[Image-grounded pointing data]
◇ ◇ ◇ ◇ ◇

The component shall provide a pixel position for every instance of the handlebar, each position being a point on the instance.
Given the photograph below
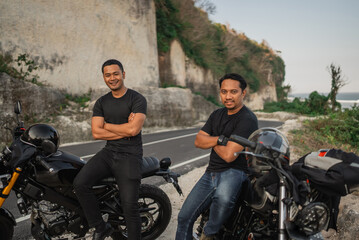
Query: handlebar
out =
(242, 141)
(43, 163)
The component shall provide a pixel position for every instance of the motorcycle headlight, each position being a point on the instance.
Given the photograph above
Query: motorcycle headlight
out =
(313, 218)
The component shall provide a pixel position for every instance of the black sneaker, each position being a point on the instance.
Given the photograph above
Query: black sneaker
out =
(105, 233)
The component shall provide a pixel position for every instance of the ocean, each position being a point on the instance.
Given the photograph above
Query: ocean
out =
(347, 100)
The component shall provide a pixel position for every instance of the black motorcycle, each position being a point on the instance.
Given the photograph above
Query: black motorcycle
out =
(277, 202)
(42, 177)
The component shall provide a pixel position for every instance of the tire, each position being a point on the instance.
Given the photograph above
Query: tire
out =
(154, 222)
(6, 228)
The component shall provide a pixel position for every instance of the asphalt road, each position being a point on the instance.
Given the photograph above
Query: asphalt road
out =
(178, 145)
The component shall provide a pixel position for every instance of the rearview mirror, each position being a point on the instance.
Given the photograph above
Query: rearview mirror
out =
(17, 108)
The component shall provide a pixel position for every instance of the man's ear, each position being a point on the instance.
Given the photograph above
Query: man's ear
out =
(244, 92)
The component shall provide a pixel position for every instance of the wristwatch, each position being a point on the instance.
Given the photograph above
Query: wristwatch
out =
(222, 140)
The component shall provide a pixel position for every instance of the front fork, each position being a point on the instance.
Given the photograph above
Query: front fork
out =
(6, 191)
(282, 210)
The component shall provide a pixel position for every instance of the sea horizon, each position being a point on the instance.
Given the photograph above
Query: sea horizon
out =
(346, 99)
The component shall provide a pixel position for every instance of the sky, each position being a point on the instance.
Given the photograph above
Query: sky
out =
(311, 34)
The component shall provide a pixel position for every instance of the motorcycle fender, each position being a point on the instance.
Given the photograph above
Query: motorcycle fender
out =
(7, 214)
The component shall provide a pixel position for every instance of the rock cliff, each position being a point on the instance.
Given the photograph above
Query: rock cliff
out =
(69, 40)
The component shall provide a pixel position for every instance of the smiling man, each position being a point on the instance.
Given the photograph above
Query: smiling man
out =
(220, 185)
(117, 117)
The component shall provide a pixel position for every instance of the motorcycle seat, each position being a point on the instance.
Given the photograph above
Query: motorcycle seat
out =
(150, 166)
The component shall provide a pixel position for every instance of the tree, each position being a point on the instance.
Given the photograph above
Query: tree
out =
(337, 83)
(206, 5)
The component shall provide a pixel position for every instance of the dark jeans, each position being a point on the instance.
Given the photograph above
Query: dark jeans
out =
(126, 168)
(220, 191)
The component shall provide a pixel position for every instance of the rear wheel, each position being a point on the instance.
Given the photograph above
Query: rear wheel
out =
(155, 210)
(6, 228)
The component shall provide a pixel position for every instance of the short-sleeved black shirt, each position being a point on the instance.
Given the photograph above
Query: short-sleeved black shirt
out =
(242, 123)
(116, 111)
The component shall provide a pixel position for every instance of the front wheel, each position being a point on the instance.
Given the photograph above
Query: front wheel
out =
(155, 211)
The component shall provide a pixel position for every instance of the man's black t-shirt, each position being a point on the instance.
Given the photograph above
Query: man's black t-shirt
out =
(116, 111)
(242, 123)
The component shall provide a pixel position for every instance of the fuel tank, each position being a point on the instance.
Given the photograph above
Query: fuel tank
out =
(65, 167)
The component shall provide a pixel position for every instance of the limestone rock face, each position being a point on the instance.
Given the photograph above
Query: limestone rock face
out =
(255, 101)
(177, 69)
(70, 40)
(38, 103)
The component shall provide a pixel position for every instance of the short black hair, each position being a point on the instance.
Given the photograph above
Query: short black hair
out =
(234, 76)
(112, 62)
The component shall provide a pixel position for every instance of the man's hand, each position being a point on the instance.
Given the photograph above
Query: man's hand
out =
(131, 117)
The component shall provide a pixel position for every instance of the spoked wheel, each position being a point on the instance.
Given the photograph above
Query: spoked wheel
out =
(155, 211)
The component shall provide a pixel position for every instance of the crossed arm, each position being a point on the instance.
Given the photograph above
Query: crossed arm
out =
(109, 131)
(205, 141)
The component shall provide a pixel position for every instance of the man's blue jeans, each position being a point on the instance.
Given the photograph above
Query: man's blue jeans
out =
(219, 190)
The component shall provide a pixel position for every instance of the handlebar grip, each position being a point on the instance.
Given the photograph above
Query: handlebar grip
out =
(44, 164)
(242, 141)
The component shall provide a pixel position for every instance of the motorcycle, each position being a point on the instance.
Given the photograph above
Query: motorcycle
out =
(277, 202)
(42, 177)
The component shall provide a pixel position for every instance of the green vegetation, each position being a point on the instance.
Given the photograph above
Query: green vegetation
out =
(215, 46)
(336, 130)
(315, 105)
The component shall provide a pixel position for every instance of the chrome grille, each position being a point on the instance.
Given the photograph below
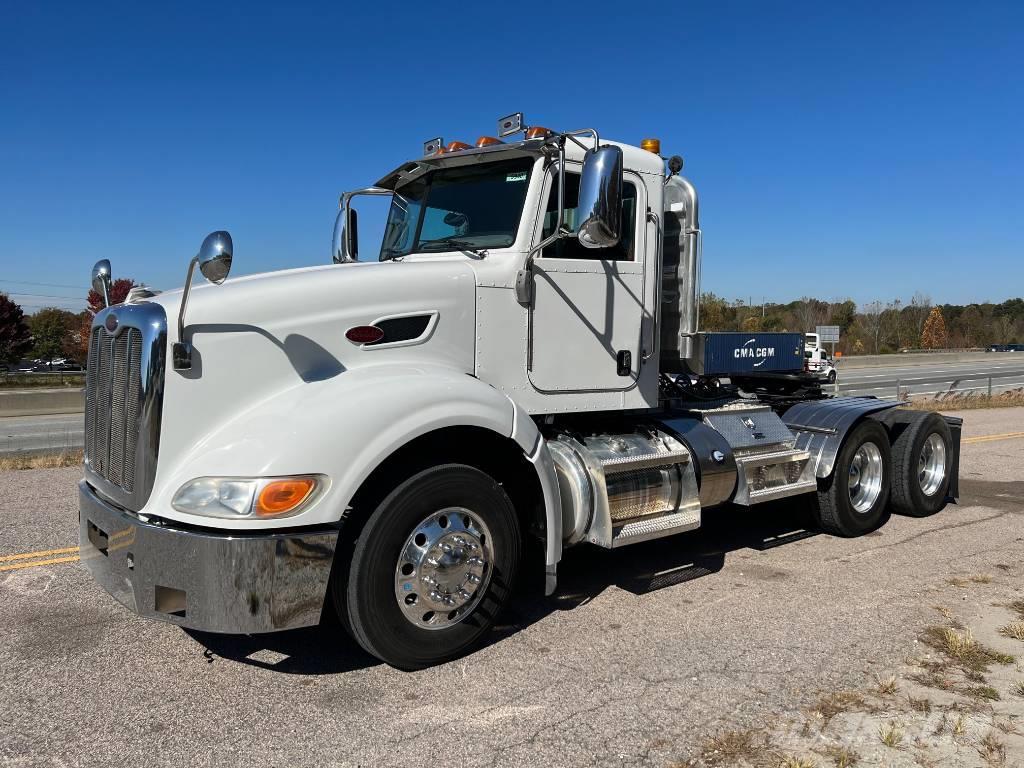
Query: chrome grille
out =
(123, 400)
(112, 402)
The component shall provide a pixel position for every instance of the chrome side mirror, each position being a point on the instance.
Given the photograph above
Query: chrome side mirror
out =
(600, 211)
(215, 256)
(345, 245)
(214, 260)
(101, 280)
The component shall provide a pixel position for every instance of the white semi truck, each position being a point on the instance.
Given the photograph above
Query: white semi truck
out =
(383, 436)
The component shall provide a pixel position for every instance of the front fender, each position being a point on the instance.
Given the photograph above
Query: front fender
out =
(342, 427)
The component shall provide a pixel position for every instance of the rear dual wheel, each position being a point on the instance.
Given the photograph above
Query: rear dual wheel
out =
(923, 459)
(852, 500)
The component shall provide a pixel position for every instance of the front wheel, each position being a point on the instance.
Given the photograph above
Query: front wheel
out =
(432, 567)
(852, 500)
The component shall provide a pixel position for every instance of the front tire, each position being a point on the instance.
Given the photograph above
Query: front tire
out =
(852, 500)
(432, 567)
(922, 465)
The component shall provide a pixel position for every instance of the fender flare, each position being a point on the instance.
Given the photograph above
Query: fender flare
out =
(821, 426)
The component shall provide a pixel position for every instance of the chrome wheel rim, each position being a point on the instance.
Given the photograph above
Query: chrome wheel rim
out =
(932, 464)
(865, 477)
(443, 568)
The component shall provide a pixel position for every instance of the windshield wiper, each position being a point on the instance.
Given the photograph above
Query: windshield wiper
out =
(460, 244)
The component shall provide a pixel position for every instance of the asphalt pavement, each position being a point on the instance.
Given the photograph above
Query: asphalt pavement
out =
(1007, 372)
(641, 654)
(22, 434)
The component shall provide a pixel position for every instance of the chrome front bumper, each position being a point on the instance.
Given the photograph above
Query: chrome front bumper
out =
(231, 582)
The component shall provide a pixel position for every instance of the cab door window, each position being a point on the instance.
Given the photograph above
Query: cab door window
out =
(569, 248)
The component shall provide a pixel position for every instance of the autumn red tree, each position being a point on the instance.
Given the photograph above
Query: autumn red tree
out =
(78, 341)
(934, 334)
(119, 292)
(15, 339)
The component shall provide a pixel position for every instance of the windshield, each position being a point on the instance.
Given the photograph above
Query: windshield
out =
(468, 207)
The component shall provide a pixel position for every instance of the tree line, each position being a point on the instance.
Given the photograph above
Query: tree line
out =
(876, 328)
(51, 333)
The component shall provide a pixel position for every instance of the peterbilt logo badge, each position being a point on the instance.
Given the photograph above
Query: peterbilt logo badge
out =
(761, 354)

◇ ◇ ◇ ◇ ◇

With the images excluded, reproduce the data above precisely as written.

Exercise response »
The component shall provide a pixel position for every instance of the handlebar, each position being a point on the instance.
Given the photograph below
Query: handlebar
out =
(242, 141)
(43, 163)
The component shall provide a pixel position for every instance of the motorcycle headlight, each position being a point on the instance.
Given the photograph above
Query: motorcycle headlight
out =
(313, 218)
The component shall provide a pixel position for every instance of the black sneaker, each position being a point on the instance.
Given the photograph above
Query: black sneaker
out =
(105, 233)
The component shall provide a pixel position for every instance of the ocean, each position being a point on the instance.
Given the photograph above
Query: ocean
out =
(347, 100)
The component shall provide a pixel position for every instance of the black motorcycle, each position being a point on the instance.
Given the photograph above
Query: black motorcycle
out =
(277, 202)
(42, 177)
The component shall provide a pixel position for every instance of the tire, each position being a point on the instance.
Given the photograph above
Query: tire
out =
(154, 222)
(6, 228)
The component shall provide a pixel position for every instance of the asphalt road, each position being a point on the instance.
Given the photograph above
Query: asphalt road
out =
(178, 145)
The component shall provide a pixel position for every instance of the rearview mirror, each position being a point on the instance.
Given the photograph above
Query: rearview mirror
out =
(17, 108)
The component shall provide a pixel position for every instance of the man's ear, each position being a point on the instance.
Given the photograph above
Query: man's ear
out =
(244, 92)
The component shall provide a pixel position for every instance of the wristwatch, each position being a point on the instance.
Given the photograph above
Query: wristwatch
out =
(222, 140)
The component shall provide a pixel position for every instance of the front fork, each position being a point on the instance.
Given the photograph above
Query: front fork
out =
(6, 191)
(282, 210)
The component shall provide a pixel position for every instance of the sea horizon, each position being a point on the instance.
Given the photograph above
Query: sea horizon
out =
(346, 99)
The component shall provide a pixel position for every instance of the sky, each position being a point on the instance.
Given the photograph above
Query: sky
out =
(311, 34)
The component shall provide a pixel position for every instance of the motorcycle fender, each position being a point on the instance.
Given the photograph above
Query: motorcycle fender
out =
(7, 214)
The component shall provide a pixel position for every instance of the rock cliff, each position being a point on the instance.
Given the photograph above
Query: rock cliff
out =
(69, 40)
The component shall provide a pixel position for every instance of the smiling man, each position being a point on the instance.
Given the photograph above
Query: smiling man
out =
(220, 185)
(117, 117)
The component shall provide a pixel position for every instance of the motorcycle seat, each position being a point on the instance.
Given the photograph above
Query: motorcycle seat
out =
(150, 166)
The component shall provide a pixel position for every instance of the tree, each position being a point on the instance.
Given the photograph above
Query: tree
out =
(337, 83)
(206, 5)
The component shall provide a pixel position for every instance of the dark jeans, each position being a point on the instance.
Given the photograph above
Query: dark jeans
out =
(126, 168)
(220, 191)
The component shall provide a pixel position for every instance of the rear wheel, each position being a point on the instance.
Given the photograph above
Query: rear wheel
out =
(155, 210)
(6, 228)
The component shall provide a pixel position for every instance of the short-sleeved black shirt, each position being a point on the instance.
Given the photograph above
Query: short-sleeved black shirt
out =
(242, 123)
(116, 111)
The component shall provide a pixel position for every instance of the front wheel, each position being a point on the instance.
Given the photograph above
Query: front wheel
out =
(155, 211)
The component shall provide a pixel position for every instance of the man's black t-shirt, each position being a point on the instance.
Given the photograph above
Query: man's black t-shirt
out =
(116, 111)
(242, 123)
The component shall provide a pixel position for every instance of the fuel tank, each position being a point on the instance.
Given the photograph above
Query: fuel tank
out =
(65, 167)
The component shall provide a pixel position for every instance of the limestone rock face, each position being a point on the instance.
Given the photograph above
Query: limestone rock face
out =
(255, 101)
(177, 69)
(70, 40)
(38, 103)
The component shall provide a pixel position for every instance of the short black hair, each position being a point on the instance.
Given the photograph above
Query: short black hair
out =
(234, 76)
(112, 62)
The component shall provide a pixel position for every instance of the man's hand, each position being a point on the instance.
Given the photograph above
Query: man's hand
out =
(131, 117)
The component shall provide a pixel position for every instance of the spoked wheel, each position being a point on the instance.
Given the photograph above
Query: spoked wheel
out =
(155, 211)
The component shall provide a pixel position for every instance of the crossed arm, each position being a point on the instance.
Given the photograph above
Query: crossed arm
out =
(109, 131)
(205, 141)
The component shall provide a pixel position for every instance of the man's blue jeans, each position being a point on the instance.
Given the photograph above
Query: man's blue jeans
out =
(219, 190)
The component shall provide a pixel position for every instance of the handlebar grip, each position being a point on the instance.
Given the photograph above
Query: handlebar grip
out =
(44, 164)
(242, 141)
The component shall provide a pixel position for every instance of the motorcycle, each position being a point on the instance.
Given the photograph above
Query: motorcycle
out =
(277, 202)
(42, 177)
The component shall provide a pixel position for every instance of the green vegetation, each position being a point on the instance.
Given the photograph above
Query: green vegetation
out =
(215, 46)
(336, 130)
(315, 105)
The component shall provide a pixel position for every instance of the chrome grille, each position being a point on the instance.
Given the photograph below
Query: chrome grille
out =
(123, 400)
(112, 402)
The component shall provide a pixel position for every instance of the chrome side mirror, each position being a point on the instance.
Given the photograph above
Query: chrome side mirror
out =
(600, 211)
(215, 256)
(345, 245)
(214, 260)
(101, 280)
The component shall provide a pixel position for every instance of the white semi truck, each position being a point on the instance.
Given the photograph above
Query: white semi truck
out =
(383, 436)
The component shall provide a pixel position for every instance of the front fender, each position being a point on the instance.
Given the photograph above
Query: front fender
out =
(342, 427)
The component shall provide a pixel position for every instance of the rear dual wheel, each position being a point on the instance.
Given the photograph above
Query: rear dual wheel
out =
(923, 459)
(852, 500)
The component shall provide a pixel position for every instance of the front wheel, each position being a point on the instance.
Given the photograph above
Query: front wheel
out =
(432, 567)
(852, 500)
The component shall provide a pixel position for every instance of the front tire, each position being a point on the instance.
Given the photograph above
Query: front tire
out =
(852, 500)
(432, 567)
(922, 465)
The component shall provide a pixel position for every instance of the fender flare, each position being a point on the instance.
Given the photograph above
Query: fender flare
out =
(821, 426)
The component shall provide a pixel position for every instance of the chrome wheel rim, each position being a point on the instance.
Given the photograph above
Query: chrome wheel rim
out =
(932, 464)
(865, 477)
(443, 568)
The component shall provide a pixel position for every instance of the windshield wiper, each position being a point on the instance.
Given the photograph above
Query: windshield wiper
out =
(460, 244)
The component shall provide a pixel position for every instance of the asphalt pavement, each position being a point on the instance.
Given the photograph above
Query: asphalt pavement
out =
(1007, 372)
(641, 654)
(22, 434)
The component shall provide a pixel position for every instance of the chrome front bumper, each position being a point on the instance.
Given the photograph above
Query: chrome front bumper
out =
(231, 582)
The component shall provide a pixel position for every instance of the cab door window, each position being a point on the instance.
Given the photograph above
Query: cab door window
out =
(569, 248)
The component shall provide a pixel position for every instance of the autumn red tree, each position being a point on the instance.
Given the photograph above
Query: autumn red tree
out =
(78, 341)
(934, 334)
(119, 292)
(15, 339)
The component shall provide a pixel position for every instance of the windshield, each position being a point on the instance.
Given the photograph above
Query: windshield
out =
(468, 207)
The component shall provide a pixel position for every instance of the tree line, each position being a point on the instance.
Given the photograph above
Query: tree line
out =
(876, 328)
(51, 333)
The component shall provide a pixel position for every instance of the peterbilt logo badge, each position being a point on the instance.
Given the photograph above
Query: peterbilt logo badge
out =
(761, 354)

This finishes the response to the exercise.